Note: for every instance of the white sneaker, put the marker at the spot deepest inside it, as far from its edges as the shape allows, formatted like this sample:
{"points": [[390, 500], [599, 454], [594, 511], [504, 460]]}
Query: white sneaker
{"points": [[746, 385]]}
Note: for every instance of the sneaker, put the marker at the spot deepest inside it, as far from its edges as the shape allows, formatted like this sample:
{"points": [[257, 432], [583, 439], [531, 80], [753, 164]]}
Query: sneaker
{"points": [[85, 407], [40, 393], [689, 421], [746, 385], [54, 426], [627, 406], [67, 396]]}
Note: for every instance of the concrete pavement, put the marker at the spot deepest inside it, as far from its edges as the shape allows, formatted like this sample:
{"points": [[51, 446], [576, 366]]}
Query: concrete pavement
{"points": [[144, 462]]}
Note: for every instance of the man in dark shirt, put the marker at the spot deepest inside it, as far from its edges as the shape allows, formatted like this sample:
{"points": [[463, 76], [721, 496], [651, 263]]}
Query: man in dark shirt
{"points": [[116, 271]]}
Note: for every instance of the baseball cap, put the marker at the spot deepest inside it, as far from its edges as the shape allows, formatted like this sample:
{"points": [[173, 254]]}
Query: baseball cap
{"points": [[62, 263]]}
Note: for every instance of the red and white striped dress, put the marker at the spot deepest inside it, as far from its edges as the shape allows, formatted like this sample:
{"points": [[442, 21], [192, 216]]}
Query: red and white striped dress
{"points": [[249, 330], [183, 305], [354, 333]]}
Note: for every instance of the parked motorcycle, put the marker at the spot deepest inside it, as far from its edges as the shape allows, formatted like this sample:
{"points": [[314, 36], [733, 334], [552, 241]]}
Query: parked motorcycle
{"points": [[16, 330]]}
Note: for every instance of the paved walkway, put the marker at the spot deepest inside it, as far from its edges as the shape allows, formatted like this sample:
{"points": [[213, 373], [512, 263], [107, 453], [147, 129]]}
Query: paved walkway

------------

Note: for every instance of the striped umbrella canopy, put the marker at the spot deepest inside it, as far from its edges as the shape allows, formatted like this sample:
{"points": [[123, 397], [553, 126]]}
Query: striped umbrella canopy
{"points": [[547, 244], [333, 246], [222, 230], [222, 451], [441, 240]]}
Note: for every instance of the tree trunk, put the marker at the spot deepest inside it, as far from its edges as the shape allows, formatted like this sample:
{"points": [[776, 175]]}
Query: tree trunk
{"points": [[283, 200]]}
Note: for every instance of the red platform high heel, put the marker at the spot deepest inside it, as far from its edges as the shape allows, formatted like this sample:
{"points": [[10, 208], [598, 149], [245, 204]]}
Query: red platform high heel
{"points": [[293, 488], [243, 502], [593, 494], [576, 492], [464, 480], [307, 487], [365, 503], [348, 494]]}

------------

CHALLENGE>
Render the records as a Markdown table with the columns Row and Line. Begin at the line that contains "Note: for every instance of the white" and stop after the line that contains "Query: white sneaker". Number each row and leave out blank lines.

ANSWER TO THE EXERCISE>
| Row | Line |
|---|---|
| 1 | Note: for every instance of the white sneaker, put the marker at the spot deepest inside it, as far from its edges as the shape allows, formatted like this sample: |
| 2 | {"points": [[390, 500], [599, 454], [594, 511], [504, 460]]} |
| 3 | Query: white sneaker |